Exercise brief
Extract the complete data exactly as given.

The input
****************
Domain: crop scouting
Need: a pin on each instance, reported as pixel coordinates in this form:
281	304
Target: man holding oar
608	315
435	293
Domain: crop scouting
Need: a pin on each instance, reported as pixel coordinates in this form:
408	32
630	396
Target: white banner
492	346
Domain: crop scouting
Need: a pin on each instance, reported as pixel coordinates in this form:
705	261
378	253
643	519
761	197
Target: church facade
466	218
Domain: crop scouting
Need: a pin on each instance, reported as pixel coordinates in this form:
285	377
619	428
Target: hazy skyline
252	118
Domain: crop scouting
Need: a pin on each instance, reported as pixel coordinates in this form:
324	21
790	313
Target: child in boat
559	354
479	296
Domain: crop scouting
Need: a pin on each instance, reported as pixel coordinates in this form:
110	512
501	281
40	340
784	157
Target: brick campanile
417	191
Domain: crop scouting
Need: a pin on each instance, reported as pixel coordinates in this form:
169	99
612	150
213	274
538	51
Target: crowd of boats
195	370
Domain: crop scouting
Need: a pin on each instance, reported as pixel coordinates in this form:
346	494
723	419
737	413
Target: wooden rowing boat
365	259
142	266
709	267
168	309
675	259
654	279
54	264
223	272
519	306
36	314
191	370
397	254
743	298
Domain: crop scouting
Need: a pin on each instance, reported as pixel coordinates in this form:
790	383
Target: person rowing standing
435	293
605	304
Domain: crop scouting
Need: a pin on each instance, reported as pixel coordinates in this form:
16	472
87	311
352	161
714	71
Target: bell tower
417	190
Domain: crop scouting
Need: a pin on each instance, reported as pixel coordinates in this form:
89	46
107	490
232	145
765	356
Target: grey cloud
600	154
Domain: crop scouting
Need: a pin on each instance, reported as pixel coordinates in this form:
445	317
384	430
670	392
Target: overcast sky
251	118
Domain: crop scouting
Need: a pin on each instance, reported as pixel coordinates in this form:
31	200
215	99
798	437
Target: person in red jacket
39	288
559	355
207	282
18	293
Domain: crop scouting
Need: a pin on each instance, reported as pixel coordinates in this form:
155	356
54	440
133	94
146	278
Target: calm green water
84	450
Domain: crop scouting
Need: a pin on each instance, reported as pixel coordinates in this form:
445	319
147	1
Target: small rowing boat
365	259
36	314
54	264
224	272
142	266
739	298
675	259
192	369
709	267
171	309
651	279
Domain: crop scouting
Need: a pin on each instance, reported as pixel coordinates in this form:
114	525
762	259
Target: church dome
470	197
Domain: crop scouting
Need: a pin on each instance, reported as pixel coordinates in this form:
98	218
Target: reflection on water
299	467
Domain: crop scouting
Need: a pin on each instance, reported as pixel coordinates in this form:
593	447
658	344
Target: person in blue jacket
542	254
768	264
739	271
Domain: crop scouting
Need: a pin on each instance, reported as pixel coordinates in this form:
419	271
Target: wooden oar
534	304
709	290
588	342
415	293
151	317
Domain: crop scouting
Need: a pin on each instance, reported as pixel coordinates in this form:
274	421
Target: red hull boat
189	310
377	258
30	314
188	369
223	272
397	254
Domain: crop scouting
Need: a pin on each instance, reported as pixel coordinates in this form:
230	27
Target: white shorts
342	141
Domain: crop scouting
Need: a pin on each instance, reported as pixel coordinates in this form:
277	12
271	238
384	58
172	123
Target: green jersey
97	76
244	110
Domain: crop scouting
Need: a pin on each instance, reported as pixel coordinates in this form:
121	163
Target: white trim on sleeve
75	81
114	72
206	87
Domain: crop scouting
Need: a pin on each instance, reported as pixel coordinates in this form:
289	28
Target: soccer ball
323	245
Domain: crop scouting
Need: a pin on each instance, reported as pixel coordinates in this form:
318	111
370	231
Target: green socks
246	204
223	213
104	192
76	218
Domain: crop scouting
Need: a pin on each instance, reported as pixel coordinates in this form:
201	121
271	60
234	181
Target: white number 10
****************
Expected output
Domain: crop scouting
Need: a pin on each instance, reported as pixel coordinates in this form:
281	304
Target: man holding oar
608	315
435	293
Domain: crop scouting
Need: a pin on each instance, reported as pixel coordinates in this form:
408	32
630	396
Target: white banner
492	346
Domain: crop scouting
Need: a pin on each instance, reported as pixel coordinates in this form:
705	261
378	253
643	519
761	197
Target: church facade
466	218
Domain: crop scouting
Need: a pin on each instance, reported as pixel coordinates in this form:
285	377
619	428
Target: hazy skyline
252	118
Domain: crop scouting
Need: a pin on each instance, reported as pixel coordinates in this form:
324	21
790	313
Target: child in boat
559	354
479	296
Domain: crop scouting
Need: a pin on each instance, reported as pixel coordinates in this form:
110	512
501	281
40	340
784	157
Target: brick campanile
417	191
Domain: crop scouting
Need: a pin on each instance, reported as pixel coordinates in this form:
169	99
612	150
213	274
538	51
Target: crowd of boats
195	370
Domain: crop scouting
Need: a pin on each instance, reported as pixel coordinates in this form:
346	494
723	419
737	413
Target: wooden rowing boat
365	259
142	266
709	267
168	309
675	259
654	279
54	264
223	272
519	306
36	314
191	370
397	254
743	298
Domain: crop scouting
Need: a pin on each instance, reported as pixel coordinates in this form:
790	383
Target: person rowing standing
435	293
605	304
Domain: crop scouting
Need: a pin on each instance, reported as pixel coordinates in this form:
16	472
87	311
352	161
714	71
Target: bell tower
417	190
Domain: crop scouting
Need: a pin on each instance, reported as pixel coordinates in this form:
89	46
107	490
232	145
765	356
Target: grey cloud
600	154
Domain: crop scouting
Need: a pin on each instance, reported as pixel coordinates in this form:
445	317
384	430
670	392
Target: overcast sky
251	118
Domain: crop scouting
Need: a pin on each instance, reported as pixel coordinates in this form:
31	200
215	99
798	437
Target: person in red jacket
39	288
559	355
207	282
18	293
Domain: crop scouting
Need: a pin on each instance, reported as pixel coordinates in this form:
155	356
54	440
133	94
146	278
Target: calm green water
84	450
Domain: crop scouting
Need: a pin on each instance, reported as pixel coordinates in this form:
445	319
147	1
Target: small rowing boat
365	259
36	314
54	264
224	272
142	266
739	298
675	259
192	369
709	267
171	309
651	279
Domain: crop scouting
Need: a pin on each instance, reported as pixel coordinates in this form:
114	525
762	259
Target: church dome
470	197
Domain: crop scouting
Need: a pin on each instance, reported as pixel coordinates in this form:
98	218
Target: reflection on water
299	467
Domain: crop scouting
Need: a pin on each instance, reported as pixel coordinates in this form:
593	447
658	344
Target: person in blue jacket
542	254
768	264
739	271
Domain: crop scouting
Need: a pin on each instance, reported as pixel coordinates in this form:
419	271
Target: wooden oar
534	304
709	290
588	342
415	293
151	317
Domain: crop scouting
Need: a pin on each instance, reported as pixel coordinates in this form:
274	421
Target: red hull boat
189	310
377	258
30	314
188	369
223	272
397	254
Domain: crop scouting
Need: a pin on each instance, reported as pixel coordinates in this form:
230	27
Target: white shorts
342	141
Domain: crop scouting
Need: a pin on each instance, reported as pixel coordinates in this form:
277	12
271	238
384	58
172	123
Target: green jersey
97	76
244	110
Domain: crop scouting
Need: a pin on each instance, reported as pixel coordinates in this form:
121	163
Target: white trim on sleeve
75	81
114	72
206	87
Domain: crop scouting
Need: a pin on each instance, reported as pixel coordinates in this form:
289	28
Target: soccer ball
323	245
Domain: crop scouting
Need: a pin on each instance, reported as pixel coordinates in this form:
318	111
370	231
Target: green socks
246	204
223	213
104	192
76	218
Domain: crop scouting
Need: a pin on each instance, reported as pixel coordinates in this form:
201	121
271	60
234	181
Target: white number 10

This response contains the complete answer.